** Start Material to process **

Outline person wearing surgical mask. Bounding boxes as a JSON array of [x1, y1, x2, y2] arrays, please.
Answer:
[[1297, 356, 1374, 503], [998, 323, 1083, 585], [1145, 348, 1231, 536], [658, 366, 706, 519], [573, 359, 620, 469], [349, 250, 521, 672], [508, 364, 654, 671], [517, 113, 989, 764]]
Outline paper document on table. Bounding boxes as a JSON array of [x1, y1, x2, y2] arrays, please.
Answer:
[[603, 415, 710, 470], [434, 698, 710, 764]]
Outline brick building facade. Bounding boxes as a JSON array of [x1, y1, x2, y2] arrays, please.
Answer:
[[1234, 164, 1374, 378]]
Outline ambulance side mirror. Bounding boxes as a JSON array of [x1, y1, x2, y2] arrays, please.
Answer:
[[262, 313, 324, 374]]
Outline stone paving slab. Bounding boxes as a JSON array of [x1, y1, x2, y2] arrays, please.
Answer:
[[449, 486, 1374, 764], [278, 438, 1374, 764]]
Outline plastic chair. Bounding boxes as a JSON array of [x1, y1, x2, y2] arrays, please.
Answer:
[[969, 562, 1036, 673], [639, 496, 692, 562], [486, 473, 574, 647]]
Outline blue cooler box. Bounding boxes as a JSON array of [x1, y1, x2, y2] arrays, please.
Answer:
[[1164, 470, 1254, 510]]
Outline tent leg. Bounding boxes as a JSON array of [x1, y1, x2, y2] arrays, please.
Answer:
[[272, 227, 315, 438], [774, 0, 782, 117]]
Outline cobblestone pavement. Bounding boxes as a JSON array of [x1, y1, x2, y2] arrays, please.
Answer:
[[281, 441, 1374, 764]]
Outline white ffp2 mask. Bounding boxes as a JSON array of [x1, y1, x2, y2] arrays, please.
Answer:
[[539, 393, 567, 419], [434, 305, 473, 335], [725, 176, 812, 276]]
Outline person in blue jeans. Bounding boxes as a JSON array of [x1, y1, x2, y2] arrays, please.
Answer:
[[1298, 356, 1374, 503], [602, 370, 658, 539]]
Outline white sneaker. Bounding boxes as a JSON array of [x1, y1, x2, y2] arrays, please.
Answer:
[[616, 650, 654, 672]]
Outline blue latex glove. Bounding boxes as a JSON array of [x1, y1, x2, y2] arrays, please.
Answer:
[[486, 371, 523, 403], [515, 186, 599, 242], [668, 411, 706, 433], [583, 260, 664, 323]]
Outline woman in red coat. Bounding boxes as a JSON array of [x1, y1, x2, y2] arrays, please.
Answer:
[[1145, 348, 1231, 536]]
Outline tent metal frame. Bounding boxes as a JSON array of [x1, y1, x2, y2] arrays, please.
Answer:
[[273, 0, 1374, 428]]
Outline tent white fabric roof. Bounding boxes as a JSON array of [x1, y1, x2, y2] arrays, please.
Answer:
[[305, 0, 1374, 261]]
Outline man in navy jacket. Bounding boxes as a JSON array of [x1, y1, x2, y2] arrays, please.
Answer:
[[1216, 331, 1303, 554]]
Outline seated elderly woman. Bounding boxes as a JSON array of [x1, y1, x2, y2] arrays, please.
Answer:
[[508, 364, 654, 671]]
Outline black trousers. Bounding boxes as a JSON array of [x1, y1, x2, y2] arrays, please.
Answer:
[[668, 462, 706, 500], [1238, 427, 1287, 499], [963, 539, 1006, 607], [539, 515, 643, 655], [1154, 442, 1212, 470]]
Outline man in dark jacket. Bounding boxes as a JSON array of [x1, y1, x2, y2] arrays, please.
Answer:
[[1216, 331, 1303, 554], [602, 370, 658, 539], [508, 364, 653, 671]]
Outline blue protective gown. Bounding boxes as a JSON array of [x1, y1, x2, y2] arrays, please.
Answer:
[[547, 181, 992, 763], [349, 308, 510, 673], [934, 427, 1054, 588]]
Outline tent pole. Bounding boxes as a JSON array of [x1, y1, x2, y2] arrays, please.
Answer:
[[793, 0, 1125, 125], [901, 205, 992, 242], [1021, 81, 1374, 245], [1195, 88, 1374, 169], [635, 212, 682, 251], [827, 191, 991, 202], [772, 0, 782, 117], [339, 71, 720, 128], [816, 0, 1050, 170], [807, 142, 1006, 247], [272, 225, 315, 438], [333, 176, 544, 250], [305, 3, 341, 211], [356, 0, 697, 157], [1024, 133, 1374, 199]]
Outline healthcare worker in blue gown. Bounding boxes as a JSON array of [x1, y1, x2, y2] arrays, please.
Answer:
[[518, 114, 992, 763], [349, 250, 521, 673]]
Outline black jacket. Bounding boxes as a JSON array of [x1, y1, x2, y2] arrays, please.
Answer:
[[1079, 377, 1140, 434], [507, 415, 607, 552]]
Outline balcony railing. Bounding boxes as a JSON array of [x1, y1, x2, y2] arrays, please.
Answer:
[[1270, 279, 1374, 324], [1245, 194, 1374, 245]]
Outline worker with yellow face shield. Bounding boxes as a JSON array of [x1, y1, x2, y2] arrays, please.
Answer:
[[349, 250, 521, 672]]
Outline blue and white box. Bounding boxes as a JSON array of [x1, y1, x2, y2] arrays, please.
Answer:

** End Material to process **

**Task details**
Reproduce every one of the lines above word for word, without changing anything.

**The solution**
Outline person wearing surgical mask. Bounding boxes as a JSON array of [x1, y1, x2, y2] arrays, please.
Answer:
[[1297, 356, 1374, 503], [998, 323, 1083, 585], [1145, 348, 1231, 536], [658, 366, 706, 519], [573, 359, 620, 469], [349, 250, 521, 672], [508, 364, 654, 671], [517, 113, 989, 764]]
Outline paper document on table. Bounding boxes as a JSON array of [x1, y1, x2, y2] arrays, please.
Answer:
[[603, 415, 710, 470], [434, 698, 710, 764]]
Outline brick building facade. Bounding boxes as a JSON array of [x1, y1, x2, y2] arrays, please.
Answer:
[[1234, 164, 1374, 378]]
Outline ambulance side mirror. Bounding boxes as a JSON array of [x1, y1, x2, y2] arrays, please.
Answer:
[[262, 313, 324, 374]]
Outline stone paving slab. Bounding boxes as a JSON array of [x1, y1, x2, y2] arrays, please.
Answer:
[[449, 486, 1374, 764], [278, 438, 1374, 764]]
Outline plastic chair. Bounding boxes as a JSON array of [x1, y1, x2, y2] arrays, please.
Answer:
[[969, 562, 1036, 673], [639, 496, 692, 562], [486, 473, 574, 647]]
Outline blue cooler box. Bounding boxes as a JSON array of [x1, y1, x2, y2] arrays, please.
Answer:
[[1164, 470, 1254, 510]]
Outline tent leg. Bounding boxes as a JSON array of [x1, y1, x2, y2] arrays, please.
Answer:
[[272, 227, 315, 438], [774, 0, 782, 117]]
Outline cobblestone pavement. Bounding boxes as a JSON array of [x1, y1, x2, y2] arrays, please.
Answer:
[[281, 441, 1374, 764]]
Outline white ffp2 mask. Bounding boxes as a JSON array of [x1, y1, x2, y2] arrays, please.
Answer:
[[539, 393, 567, 419], [434, 305, 473, 335], [725, 176, 812, 276]]
Outline person in blue jeans. Bounding boxes as a JSON array of [x1, y1, x2, y2] arrays, please.
Answer:
[[1298, 356, 1374, 503], [602, 370, 658, 539]]
Outline white sneaker. Bounding boxes as a JSON array of [x1, y1, x2, y2] arrays, please.
Answer:
[[616, 650, 654, 672]]
Outline blue latex glove. Bounding boxes as a JSON array of [x1, y1, x2, y2] arrays, please.
Answer:
[[486, 371, 523, 403], [515, 186, 599, 242], [668, 411, 706, 433], [583, 260, 664, 323]]
Outline woman in red coat. Bounding boxes as a JSON array of [x1, y1, x2, y2] arrays, please.
Answer:
[[1145, 348, 1231, 536]]
Outline tent metal frame. Bounding boxes as a JSON array of [x1, y1, x2, y2] arrays, please.
Answer:
[[273, 0, 1374, 428]]
Outline tent white fabric roof. Bounding boxes as a JSON array of [x1, y1, x2, y2] arrays, please.
Answer:
[[305, 0, 1374, 261]]
Outline man in navy jacket. Bounding boxes as a JSON array of [x1, y1, x2, y2] arrays, please.
Answer:
[[1216, 331, 1303, 554]]
Outline seated elderly woman. Bounding boxes as a JSON array of [x1, y1, x2, y2] arrays, please.
Answer:
[[508, 364, 654, 671]]
Outline black trousers. Bounding boxes as a JSON array of [x1, y1, x2, y2] arrays, please.
Answer:
[[668, 462, 706, 500], [1238, 427, 1287, 499], [963, 539, 1006, 607], [539, 515, 643, 655], [1154, 442, 1212, 470]]
Outline man in dark jacket. Bounding boxes as a JSON array of [x1, y1, x2, y2] arrays, please.
Answer:
[[1216, 331, 1303, 554], [602, 370, 658, 539], [508, 364, 653, 671]]
Outline blue protective gown. Bounding boxes as a JSON array of [x1, y1, x2, y2] arrays, please.
Answer:
[[547, 181, 992, 763], [349, 308, 510, 673], [934, 427, 1054, 588]]
Outline tent pole. Bounding boxes as a JSON array of [x1, y1, x2, y2] arrays, please.
Answer:
[[793, 0, 1125, 125], [901, 205, 992, 242], [1021, 81, 1374, 245], [1195, 88, 1374, 169], [635, 212, 682, 251], [827, 191, 991, 202], [772, 0, 782, 117], [339, 71, 720, 128], [816, 0, 1050, 170], [807, 142, 1006, 247], [272, 225, 315, 438], [333, 176, 544, 250], [305, 3, 341, 211], [356, 0, 697, 157], [1024, 133, 1374, 199]]
Outline healthcare worker in blue gown. Bounding boxes as a JSON array of [x1, y1, x2, y2] arrays, please.
Answer:
[[518, 114, 992, 763], [349, 250, 521, 673]]
Outline black jacket. Bounding boxes as a JSON array of [x1, y1, x2, y2] arrays, please.
Answer:
[[1079, 377, 1140, 434], [507, 415, 607, 552]]
Outline balcony railing. Bounding boxes as a JSON array of [x1, y1, x2, y2] arrays, please.
Answer:
[[1270, 279, 1374, 324], [1245, 194, 1374, 245]]
Outline worker with yellow face shield. Bounding boxes as a JSON array of [x1, y1, x2, y2] arrays, please.
Answer:
[[349, 250, 521, 672]]
Outline blue and white box. Bounding boxes as a JSON array of [x1, y1, x2, y2] arrays, please.
Answer:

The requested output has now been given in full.